- _PROBLEM DESCRIPTION_
Quote all of the material below word for word, but leave the pictures out.

[Examples of point labeling]
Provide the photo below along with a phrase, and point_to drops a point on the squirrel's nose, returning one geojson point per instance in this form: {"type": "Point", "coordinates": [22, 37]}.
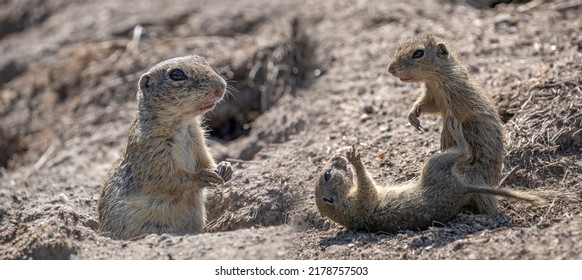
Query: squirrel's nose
{"type": "Point", "coordinates": [220, 86]}
{"type": "Point", "coordinates": [391, 69]}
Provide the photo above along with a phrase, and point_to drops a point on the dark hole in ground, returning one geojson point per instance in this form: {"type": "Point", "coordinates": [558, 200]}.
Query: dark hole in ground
{"type": "Point", "coordinates": [259, 83]}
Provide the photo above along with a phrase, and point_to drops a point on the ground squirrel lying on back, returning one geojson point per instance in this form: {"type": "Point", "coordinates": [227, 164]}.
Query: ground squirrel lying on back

- _IN RESPONSE_
Provide the photo below along with a phrase, and point_to drops a point on the squirrel's nose, returning one geojson point per instance in this form: {"type": "Point", "coordinates": [22, 37]}.
Query: squirrel's nose
{"type": "Point", "coordinates": [220, 86]}
{"type": "Point", "coordinates": [391, 69]}
Provide the photo above along with a phrase, and point_to drops a point on the dark hole in ground, returning one geojson point per instance in this form: {"type": "Point", "coordinates": [558, 200]}.
Query: dark hole in ground
{"type": "Point", "coordinates": [259, 83]}
Provide the photo above along with a phrase, and point_to drops a point on the ground squirrel lying on back, returning one geojson point per instance in this form: {"type": "Point", "coordinates": [227, 164]}.
Query: ground squirrel lying on back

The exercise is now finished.